─── DATA UNDER STUDY
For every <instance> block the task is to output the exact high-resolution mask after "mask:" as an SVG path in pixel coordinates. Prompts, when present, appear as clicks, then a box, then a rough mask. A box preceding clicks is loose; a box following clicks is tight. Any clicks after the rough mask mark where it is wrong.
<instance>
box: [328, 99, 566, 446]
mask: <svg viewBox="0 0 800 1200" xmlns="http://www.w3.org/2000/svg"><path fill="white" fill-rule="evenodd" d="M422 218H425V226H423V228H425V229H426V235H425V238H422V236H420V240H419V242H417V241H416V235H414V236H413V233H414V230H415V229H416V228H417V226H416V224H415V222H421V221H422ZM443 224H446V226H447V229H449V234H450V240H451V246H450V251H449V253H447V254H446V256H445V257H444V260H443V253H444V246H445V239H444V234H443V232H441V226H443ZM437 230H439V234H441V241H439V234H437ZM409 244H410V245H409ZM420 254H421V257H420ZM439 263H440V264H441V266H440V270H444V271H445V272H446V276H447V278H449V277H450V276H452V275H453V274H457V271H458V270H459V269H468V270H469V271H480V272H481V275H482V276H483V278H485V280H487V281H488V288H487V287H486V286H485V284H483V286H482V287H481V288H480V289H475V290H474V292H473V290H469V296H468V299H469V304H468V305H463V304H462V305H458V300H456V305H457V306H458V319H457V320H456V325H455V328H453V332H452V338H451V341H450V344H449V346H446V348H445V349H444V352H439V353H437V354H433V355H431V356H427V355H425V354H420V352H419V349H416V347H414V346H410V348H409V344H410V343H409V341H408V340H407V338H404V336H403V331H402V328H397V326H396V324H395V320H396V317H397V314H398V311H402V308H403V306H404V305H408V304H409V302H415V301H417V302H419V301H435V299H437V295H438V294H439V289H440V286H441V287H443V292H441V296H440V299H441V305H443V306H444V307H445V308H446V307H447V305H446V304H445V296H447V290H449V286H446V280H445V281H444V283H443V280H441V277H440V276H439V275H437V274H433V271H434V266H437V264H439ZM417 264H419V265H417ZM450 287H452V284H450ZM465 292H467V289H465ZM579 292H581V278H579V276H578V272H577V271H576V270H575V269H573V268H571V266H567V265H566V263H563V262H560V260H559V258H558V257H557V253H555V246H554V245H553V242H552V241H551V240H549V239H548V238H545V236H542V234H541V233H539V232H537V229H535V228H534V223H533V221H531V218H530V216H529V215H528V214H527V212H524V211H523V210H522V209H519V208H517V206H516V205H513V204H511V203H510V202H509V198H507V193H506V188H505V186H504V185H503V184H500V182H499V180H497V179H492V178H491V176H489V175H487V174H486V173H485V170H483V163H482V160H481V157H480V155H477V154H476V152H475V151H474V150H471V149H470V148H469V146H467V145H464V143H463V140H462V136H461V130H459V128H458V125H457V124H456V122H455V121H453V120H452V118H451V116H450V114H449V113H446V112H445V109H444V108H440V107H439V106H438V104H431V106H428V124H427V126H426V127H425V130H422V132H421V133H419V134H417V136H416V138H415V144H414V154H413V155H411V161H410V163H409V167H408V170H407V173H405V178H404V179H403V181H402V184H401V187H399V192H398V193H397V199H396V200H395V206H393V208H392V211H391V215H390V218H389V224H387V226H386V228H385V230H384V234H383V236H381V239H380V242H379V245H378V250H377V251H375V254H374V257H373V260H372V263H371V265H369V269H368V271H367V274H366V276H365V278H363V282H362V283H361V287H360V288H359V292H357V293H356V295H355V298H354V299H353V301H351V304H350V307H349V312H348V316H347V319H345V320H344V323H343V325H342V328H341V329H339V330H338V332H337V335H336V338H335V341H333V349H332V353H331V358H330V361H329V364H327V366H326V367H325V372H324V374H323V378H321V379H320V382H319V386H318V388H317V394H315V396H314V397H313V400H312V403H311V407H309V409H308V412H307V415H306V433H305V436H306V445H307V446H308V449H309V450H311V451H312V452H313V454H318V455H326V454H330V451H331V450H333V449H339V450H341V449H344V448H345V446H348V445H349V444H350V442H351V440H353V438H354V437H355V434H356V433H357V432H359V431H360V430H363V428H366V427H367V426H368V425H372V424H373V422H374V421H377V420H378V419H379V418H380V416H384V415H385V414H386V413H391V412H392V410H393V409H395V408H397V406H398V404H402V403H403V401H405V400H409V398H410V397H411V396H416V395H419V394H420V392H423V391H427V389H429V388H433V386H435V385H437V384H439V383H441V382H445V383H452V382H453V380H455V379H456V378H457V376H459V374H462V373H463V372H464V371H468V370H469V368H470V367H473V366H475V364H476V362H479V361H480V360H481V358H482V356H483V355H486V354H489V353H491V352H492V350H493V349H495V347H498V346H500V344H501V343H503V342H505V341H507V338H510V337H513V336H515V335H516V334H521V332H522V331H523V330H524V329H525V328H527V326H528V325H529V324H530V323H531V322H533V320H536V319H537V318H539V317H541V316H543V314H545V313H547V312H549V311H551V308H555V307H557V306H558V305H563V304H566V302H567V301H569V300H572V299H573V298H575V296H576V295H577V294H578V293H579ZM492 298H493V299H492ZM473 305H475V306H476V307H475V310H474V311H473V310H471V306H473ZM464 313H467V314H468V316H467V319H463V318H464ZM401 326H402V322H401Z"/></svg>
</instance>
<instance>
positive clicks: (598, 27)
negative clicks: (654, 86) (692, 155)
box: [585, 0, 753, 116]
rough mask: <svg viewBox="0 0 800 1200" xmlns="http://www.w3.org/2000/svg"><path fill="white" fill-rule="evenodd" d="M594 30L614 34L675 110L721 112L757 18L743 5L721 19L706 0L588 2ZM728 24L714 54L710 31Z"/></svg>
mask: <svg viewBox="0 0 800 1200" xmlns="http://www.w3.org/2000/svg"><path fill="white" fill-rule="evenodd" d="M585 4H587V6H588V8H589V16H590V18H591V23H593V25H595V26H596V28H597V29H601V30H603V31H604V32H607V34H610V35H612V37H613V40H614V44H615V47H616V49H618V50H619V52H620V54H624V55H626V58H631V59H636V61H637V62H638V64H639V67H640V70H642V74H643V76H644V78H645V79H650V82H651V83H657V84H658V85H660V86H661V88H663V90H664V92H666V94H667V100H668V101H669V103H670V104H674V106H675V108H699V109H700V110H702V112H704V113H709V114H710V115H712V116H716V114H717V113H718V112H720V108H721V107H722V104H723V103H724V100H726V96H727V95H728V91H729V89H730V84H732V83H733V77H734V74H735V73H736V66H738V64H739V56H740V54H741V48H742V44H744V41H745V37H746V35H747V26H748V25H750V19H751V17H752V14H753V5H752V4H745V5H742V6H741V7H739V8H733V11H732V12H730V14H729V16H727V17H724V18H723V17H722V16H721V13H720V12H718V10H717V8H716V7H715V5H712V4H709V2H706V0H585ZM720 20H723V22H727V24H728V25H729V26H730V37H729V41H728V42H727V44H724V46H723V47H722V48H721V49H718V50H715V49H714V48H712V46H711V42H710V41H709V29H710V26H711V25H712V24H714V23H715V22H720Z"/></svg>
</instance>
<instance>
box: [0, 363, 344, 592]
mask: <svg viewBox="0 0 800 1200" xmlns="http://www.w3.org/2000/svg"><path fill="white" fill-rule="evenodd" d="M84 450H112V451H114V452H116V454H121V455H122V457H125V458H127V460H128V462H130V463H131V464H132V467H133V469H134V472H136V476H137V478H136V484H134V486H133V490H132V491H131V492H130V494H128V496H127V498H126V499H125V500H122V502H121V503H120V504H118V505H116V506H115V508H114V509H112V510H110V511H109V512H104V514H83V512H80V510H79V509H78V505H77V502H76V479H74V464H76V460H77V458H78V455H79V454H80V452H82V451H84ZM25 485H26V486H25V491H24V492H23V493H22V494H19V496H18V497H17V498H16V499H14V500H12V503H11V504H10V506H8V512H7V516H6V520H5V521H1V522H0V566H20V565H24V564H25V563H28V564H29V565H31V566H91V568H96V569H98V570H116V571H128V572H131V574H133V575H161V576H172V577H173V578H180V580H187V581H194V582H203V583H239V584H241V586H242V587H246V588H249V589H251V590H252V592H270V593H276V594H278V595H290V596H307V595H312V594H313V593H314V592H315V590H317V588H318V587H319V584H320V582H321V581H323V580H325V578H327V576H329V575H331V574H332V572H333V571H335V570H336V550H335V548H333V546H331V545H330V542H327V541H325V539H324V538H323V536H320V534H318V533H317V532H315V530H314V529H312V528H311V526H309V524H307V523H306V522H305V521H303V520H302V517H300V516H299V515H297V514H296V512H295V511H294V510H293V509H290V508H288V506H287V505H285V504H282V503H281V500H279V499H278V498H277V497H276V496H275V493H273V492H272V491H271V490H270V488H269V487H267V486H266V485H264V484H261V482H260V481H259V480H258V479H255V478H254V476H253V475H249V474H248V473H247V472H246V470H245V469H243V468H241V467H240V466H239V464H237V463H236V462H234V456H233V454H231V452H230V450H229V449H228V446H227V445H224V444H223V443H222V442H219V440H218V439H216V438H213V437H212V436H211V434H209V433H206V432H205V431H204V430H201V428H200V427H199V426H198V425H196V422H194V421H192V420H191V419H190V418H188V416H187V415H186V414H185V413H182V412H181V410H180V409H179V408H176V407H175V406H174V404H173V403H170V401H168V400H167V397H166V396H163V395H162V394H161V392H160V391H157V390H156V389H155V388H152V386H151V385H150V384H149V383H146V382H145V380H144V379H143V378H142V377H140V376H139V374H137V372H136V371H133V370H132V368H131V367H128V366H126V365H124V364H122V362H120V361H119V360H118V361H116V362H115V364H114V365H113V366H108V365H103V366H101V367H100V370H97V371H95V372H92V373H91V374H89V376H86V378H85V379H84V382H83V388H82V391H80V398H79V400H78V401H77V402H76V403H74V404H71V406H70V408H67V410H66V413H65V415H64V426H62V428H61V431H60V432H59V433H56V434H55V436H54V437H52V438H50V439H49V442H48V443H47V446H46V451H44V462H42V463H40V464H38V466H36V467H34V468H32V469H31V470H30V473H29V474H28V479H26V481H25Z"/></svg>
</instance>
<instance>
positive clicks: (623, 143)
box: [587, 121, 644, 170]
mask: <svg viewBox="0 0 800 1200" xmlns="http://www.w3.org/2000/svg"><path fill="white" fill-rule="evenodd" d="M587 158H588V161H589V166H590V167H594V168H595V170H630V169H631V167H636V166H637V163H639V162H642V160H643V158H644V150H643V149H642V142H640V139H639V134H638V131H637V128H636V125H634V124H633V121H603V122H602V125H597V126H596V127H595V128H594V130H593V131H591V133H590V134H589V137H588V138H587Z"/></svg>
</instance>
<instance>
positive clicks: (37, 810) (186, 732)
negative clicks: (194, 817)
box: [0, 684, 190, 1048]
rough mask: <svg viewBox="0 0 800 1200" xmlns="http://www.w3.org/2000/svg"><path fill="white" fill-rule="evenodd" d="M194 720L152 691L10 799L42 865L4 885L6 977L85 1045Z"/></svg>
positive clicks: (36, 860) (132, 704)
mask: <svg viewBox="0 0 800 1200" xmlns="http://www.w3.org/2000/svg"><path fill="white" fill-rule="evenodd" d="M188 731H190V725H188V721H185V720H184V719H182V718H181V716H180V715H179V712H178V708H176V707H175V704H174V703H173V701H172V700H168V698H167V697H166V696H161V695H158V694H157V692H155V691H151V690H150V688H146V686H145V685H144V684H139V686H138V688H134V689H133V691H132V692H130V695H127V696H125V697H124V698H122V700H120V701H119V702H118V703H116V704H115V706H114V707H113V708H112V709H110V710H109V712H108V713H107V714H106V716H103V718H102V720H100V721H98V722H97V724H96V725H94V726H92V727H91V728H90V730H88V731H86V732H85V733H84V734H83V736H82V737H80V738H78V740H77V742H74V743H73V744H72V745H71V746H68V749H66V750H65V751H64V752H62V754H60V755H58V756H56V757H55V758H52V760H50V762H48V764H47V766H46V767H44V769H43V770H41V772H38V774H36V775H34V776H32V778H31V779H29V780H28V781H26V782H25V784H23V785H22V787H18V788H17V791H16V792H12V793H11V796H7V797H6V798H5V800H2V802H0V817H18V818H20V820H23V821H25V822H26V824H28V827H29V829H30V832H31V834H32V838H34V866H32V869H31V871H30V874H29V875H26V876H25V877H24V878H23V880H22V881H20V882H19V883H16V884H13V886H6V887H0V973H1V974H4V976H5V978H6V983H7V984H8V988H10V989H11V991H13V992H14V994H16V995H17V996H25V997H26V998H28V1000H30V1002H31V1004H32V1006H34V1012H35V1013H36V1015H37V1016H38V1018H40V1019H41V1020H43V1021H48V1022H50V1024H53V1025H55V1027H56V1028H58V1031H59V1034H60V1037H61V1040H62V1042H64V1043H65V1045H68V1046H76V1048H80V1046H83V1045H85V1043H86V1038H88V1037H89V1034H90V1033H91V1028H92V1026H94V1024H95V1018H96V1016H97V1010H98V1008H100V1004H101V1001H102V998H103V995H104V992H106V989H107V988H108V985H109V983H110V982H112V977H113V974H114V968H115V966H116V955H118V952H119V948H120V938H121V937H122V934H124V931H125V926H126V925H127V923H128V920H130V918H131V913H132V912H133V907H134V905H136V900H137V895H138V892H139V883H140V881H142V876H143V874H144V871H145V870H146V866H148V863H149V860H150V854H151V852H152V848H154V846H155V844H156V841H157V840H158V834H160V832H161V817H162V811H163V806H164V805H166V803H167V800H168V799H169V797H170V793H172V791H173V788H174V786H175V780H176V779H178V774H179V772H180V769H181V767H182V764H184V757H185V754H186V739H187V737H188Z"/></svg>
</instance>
──────
Rewrite the rows from the start of the stored records through the line containing "box: [328, 99, 566, 446]", both ends included, and swap every "rough mask" for "coarse mask" while leaving everything else unchanged.

For every <instance> block the task is to output the exact high-resolution mask after "mask:" as an SVG path in pixel coordinates. Prompts, when present, appear as clicks, then a box, then a coarse mask. A box preceding clicks is loose; a box following clicks is tight. Any clicks after the coarse mask mark where it is wrong.
<instance>
box: [328, 99, 566, 446]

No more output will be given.